[RECORDS FOR THIS EXERCISE]

-*-*-

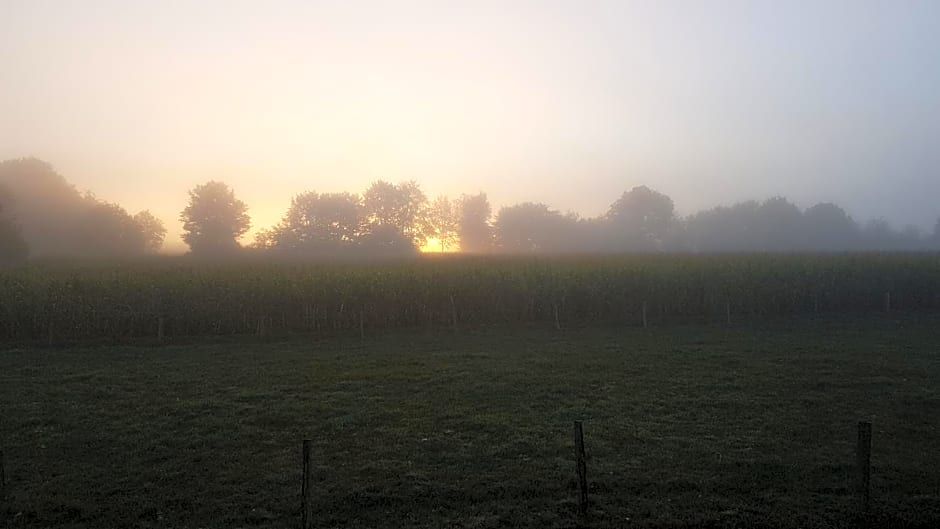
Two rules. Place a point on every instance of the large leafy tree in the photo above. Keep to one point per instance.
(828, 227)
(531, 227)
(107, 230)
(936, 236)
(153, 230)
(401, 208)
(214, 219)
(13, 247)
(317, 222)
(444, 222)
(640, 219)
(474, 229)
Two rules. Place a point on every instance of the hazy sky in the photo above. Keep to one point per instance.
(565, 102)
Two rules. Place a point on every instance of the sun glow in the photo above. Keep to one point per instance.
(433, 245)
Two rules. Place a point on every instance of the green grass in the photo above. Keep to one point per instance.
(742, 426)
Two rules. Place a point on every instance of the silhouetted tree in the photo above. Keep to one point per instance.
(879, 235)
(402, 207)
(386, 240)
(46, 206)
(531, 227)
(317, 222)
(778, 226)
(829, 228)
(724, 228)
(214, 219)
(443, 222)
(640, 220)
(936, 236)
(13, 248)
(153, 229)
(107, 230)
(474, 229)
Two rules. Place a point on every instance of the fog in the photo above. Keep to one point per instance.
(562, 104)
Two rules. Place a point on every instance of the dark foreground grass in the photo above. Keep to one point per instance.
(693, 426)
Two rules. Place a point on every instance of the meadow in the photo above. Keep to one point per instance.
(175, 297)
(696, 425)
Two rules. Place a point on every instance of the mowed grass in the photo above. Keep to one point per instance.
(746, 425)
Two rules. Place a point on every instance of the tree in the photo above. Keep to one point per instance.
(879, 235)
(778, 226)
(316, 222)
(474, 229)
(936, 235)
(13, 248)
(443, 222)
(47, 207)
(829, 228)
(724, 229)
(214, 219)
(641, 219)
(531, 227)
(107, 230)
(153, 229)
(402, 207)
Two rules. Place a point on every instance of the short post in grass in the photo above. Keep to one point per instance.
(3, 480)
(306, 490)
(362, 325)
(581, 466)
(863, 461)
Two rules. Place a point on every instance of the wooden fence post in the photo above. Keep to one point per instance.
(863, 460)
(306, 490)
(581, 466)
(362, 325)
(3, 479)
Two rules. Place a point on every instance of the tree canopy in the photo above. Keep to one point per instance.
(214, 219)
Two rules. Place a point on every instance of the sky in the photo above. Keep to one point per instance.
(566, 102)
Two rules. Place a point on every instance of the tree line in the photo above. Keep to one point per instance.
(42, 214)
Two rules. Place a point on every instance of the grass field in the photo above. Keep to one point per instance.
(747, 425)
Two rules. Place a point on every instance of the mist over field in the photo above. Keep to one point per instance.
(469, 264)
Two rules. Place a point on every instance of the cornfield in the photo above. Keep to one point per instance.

-*-*-

[WHAT YOU SHOULD DO] The required output is each record above, reproduced exactly, without its pictures.

[RESULT OF THE EXERCISE]
Two rules. Place a point on every instance of the large leafy tree in the photo above. Keep to one point per instance.
(828, 227)
(531, 227)
(107, 230)
(936, 236)
(153, 230)
(401, 208)
(214, 219)
(13, 247)
(317, 222)
(444, 222)
(640, 219)
(474, 229)
Two rules. Place a point on every instance of the hazy sky in the photo above. Keep to one point per instance.
(565, 102)
Two rules. Place a point on every instance of the sun glow in the photo above. Keep to one point per instance.
(433, 245)
Two rules. Place a point on every instance of the green grass in the photo above. Keep to one point per instance.
(742, 426)
Two rules. Place a point on every instance of the silhouetted tree in the photo above. Keep to one point per instance.
(879, 235)
(402, 207)
(386, 240)
(46, 206)
(531, 227)
(317, 222)
(778, 226)
(829, 228)
(724, 228)
(214, 219)
(443, 222)
(640, 220)
(936, 236)
(13, 248)
(153, 229)
(107, 230)
(474, 229)
Two rules. Place a point on every instance of the fog in the photo above. Keep to one point per instance.
(562, 104)
Two rules. Place a point on every instance of the dark foreground grass in the photo above. Keep to one point per instance.
(693, 426)
Two rules. Place a point on every instance of the meadow in the photo above. Keep to one point per instance.
(175, 297)
(696, 425)
Two rules. Place a point on every instance of the mowed grass in the photo above. Keep to one point per instance.
(746, 425)
Two rules. Place a point on every instance of the tree in the photo above. Keep to one point per instance.
(879, 235)
(778, 226)
(316, 222)
(474, 229)
(936, 235)
(13, 248)
(443, 222)
(47, 207)
(829, 228)
(724, 229)
(214, 219)
(641, 219)
(531, 227)
(107, 230)
(153, 229)
(402, 207)
Two rules. Place a point on every instance of the short post in grass in the photo above. Keep to one point per instance.
(3, 480)
(306, 490)
(362, 325)
(581, 466)
(863, 461)
Two rules. Place a point on every instance of the wooden fence post in the photo above. Keep to one point per instance.
(863, 460)
(306, 490)
(581, 466)
(362, 325)
(3, 479)
Two rules. Place a point on every instance of the tree canopy in the photo above. Keep to one point per instance.
(214, 219)
Two rules. Place a point on every instance of the sky in the photo above. Keep to one point per instance.
(566, 102)
Two rules. Place a point on every instance of the tree line in the photo above. Keep to one point per instance.
(42, 214)
Two rules. Place a point on every instance of the grass field in the photo above. Keep to one point per instance.
(747, 425)
Two rules. Place a point on every instance of the mist over field in the photo above. Keep to one point per instance.
(469, 264)
Two rules. Place a point on every instance of the cornfield in the photo above. Keep to one point per instance.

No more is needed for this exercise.